■ **Challenge 1**
Decide whether each statement below agrees with the forum post: (a) In the Bernoulli example, alpha and beta are both set to .05. (b) For the author's own application, the data follow a BinomialDistribution. (c) The sensor data are taken every second. For each, answer yes or no and quote the deciding words of the forum post.
■ **Challenge 2**
List every line of the rows that contains the string "sand". Case counts.

■ **Source excerpt**
Wald's SPRT algorithm

*To*: mathgroup at smc.vnet.net*Subject*: [mg129801] Wald's SPRT algorithm*From*: richardgreco at gmail.com*Date*: Fri, 15 Feb 2013 01:56:48 -0500 (EST)*Delivered-to*: l-mathgroup@mail-archive0.wolfram.com*Delivered-to*: l-mathgroup@wolfram.com*Delivered-to*: mathgroup-newout@smc.vnet.net*Delivered-to*: mathgroup-newsend@smc.vnet.net

Has anyone worked with Sequential Probability Ratio Test (SPRT) in Mathematica. I have this SPRT which looks at a BernoulliDistribution[] (see below) for successes out of trials. My application is comparing means of two distributions and to determine if I should accept or reject a hypothesis. I am having a hard time working out it out for my application, a PoissonDistribution and comparing the means. What I am looking to do is, if I keep taking data every minute from a sensor (sensor reading 120 cpm for exmaple), I want to be able to know if it is over a threshold or is it background using SPRT. Here is the notebook for the Bernoulli process using BernoulliDistributions. I started with this article: "The Sequential Probability Ratio Test" Phil, Robert L. (1998) Null; alpha = .05; beta = .05; p0 = .8; p1 = .98; k0 = alpha/(1 - beta); k1 = (1 - alpha)/beta; c0 = Log[k0]; c1 = Log[k1]; plt1 = Plot[{c0, c1}, {x, 0, 20}, PlotRange -> {1.7 c0, 1.7*c1}, DisplayFunction -> Identity]; f0[x_] := PDF[BernoulliDistribution[p0], x] f1[x_] := PDF[BernoulliDistribution[p1], x] LLR[x_] := Log[f0[x]/f1[x]] Truep = .95; sum = 0; stopflag = 0; decflag = .5; n = 0; printflag = 1; sumData = {}; Print["n", " ", "samplepoint", " ", "LLR[samplepoint]", " ", \ "sum", " ", "stopflag", " ", "decflag"] While[stopflag == 0, n = n + 1; samplepoint = Random[BernoulliDistribution[Truep]]; sum = sum + LLR[samplepoint]; AppendTo[sumData, {n, sum}]; If[sum < c0, stopflag = 1; decflag = 1;, If[sum > c1, stopflag = 1; decflag = 0;, Null];]; If[printflag > 0, Print[n, " ", samplepoint, " ", LLR[samplepoint], " ", sum, " ", stopflag, " ", decflag], Null]] plt2 = ListPlot[sumData, PlotStyle -> {PointerSize[.015]}, DisplayFunction :> Identity]; Show[{plt1, plt2}, DisplayFunction -> $DisplayFunction]

■ **Excerpted records**
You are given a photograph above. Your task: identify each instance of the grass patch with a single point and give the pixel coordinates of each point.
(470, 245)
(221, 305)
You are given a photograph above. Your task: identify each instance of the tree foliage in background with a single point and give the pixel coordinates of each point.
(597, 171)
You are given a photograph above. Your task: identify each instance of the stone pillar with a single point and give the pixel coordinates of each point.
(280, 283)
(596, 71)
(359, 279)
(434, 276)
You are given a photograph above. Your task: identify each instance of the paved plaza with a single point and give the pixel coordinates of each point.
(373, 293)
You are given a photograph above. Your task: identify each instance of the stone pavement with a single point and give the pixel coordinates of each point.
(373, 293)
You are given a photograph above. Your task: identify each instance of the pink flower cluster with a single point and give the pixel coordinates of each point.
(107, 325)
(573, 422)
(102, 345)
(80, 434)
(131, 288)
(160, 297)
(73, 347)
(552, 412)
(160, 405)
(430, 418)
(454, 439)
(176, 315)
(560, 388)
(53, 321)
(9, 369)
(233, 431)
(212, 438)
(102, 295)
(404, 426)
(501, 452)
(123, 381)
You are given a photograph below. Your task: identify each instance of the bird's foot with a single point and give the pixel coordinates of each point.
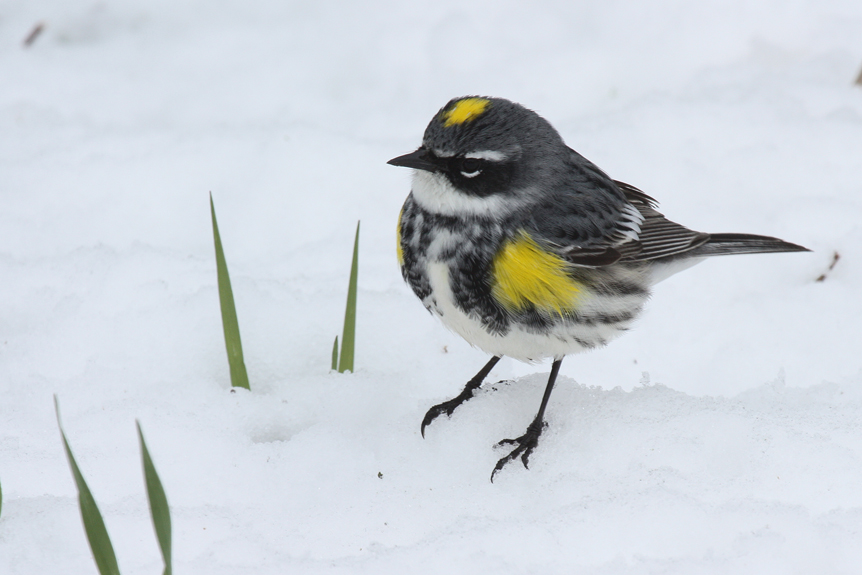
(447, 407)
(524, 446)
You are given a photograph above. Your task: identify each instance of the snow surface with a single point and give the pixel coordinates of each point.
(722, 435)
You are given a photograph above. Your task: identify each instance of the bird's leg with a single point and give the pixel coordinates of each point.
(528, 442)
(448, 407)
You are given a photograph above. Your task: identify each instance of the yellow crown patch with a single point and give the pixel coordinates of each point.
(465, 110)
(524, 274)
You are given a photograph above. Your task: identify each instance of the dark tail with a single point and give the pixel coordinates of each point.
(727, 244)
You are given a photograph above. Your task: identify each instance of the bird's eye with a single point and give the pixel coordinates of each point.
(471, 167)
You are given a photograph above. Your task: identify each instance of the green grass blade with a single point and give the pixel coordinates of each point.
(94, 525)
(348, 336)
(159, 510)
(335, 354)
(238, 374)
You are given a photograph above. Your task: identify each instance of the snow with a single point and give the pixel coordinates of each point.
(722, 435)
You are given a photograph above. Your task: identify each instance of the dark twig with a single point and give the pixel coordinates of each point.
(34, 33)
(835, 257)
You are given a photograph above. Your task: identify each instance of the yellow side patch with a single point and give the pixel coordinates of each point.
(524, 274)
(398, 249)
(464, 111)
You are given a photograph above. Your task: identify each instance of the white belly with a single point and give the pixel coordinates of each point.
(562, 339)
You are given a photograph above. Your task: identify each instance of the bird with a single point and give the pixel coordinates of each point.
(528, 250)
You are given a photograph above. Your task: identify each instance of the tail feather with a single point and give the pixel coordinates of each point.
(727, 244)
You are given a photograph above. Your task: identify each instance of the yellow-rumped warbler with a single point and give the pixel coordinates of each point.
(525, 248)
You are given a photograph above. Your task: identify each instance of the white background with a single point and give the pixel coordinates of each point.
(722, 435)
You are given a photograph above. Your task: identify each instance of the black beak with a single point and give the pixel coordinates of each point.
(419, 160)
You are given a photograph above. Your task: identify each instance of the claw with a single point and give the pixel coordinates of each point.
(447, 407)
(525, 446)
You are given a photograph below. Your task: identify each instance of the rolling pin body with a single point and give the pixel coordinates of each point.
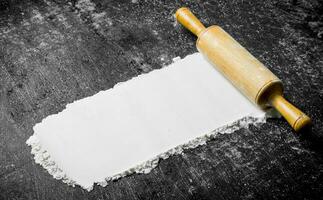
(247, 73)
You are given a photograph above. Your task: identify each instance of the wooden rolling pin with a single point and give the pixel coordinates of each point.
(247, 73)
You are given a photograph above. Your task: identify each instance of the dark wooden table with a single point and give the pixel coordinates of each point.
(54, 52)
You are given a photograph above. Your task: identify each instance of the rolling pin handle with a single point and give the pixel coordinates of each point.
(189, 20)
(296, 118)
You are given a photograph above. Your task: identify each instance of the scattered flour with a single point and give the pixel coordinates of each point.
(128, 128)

...

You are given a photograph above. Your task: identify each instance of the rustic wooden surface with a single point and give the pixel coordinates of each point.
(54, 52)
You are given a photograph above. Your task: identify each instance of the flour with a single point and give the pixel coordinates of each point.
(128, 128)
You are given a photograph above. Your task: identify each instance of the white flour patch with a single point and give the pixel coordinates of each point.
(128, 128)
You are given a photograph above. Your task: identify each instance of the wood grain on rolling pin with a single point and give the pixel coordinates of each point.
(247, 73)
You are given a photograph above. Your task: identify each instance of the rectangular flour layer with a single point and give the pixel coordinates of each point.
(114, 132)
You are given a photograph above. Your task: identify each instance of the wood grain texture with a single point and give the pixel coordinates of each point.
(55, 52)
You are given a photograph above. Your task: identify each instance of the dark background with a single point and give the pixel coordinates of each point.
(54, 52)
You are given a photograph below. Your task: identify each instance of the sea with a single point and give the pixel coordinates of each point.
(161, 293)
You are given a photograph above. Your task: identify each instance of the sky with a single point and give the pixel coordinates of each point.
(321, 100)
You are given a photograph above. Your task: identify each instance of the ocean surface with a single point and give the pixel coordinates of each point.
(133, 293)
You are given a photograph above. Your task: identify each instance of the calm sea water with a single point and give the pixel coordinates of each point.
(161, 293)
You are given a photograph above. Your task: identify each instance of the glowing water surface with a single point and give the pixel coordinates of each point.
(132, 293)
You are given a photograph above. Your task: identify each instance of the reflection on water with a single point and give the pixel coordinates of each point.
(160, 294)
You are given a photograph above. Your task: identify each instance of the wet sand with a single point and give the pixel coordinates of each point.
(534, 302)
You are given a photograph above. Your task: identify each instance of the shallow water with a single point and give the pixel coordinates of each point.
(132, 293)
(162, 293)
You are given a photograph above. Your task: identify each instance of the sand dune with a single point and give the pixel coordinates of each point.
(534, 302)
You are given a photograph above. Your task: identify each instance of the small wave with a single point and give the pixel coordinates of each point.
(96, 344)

■ **Expected answer 1**
(a) Yes: "alpha = .05; beta = .05;"
(b) No: "a PoissonDistribution and comparing the means"
(c) No: "if I keep taking data every minute from a sensor"

■ **Expected answer 2**
You are given a photograph above. Your task: identify each instance of the wet sand with a single point and give the pixel coordinates of each point.
You are given a photograph above. Your task: identify each instance of the sand dune with a single point and give the pixel coordinates of each point.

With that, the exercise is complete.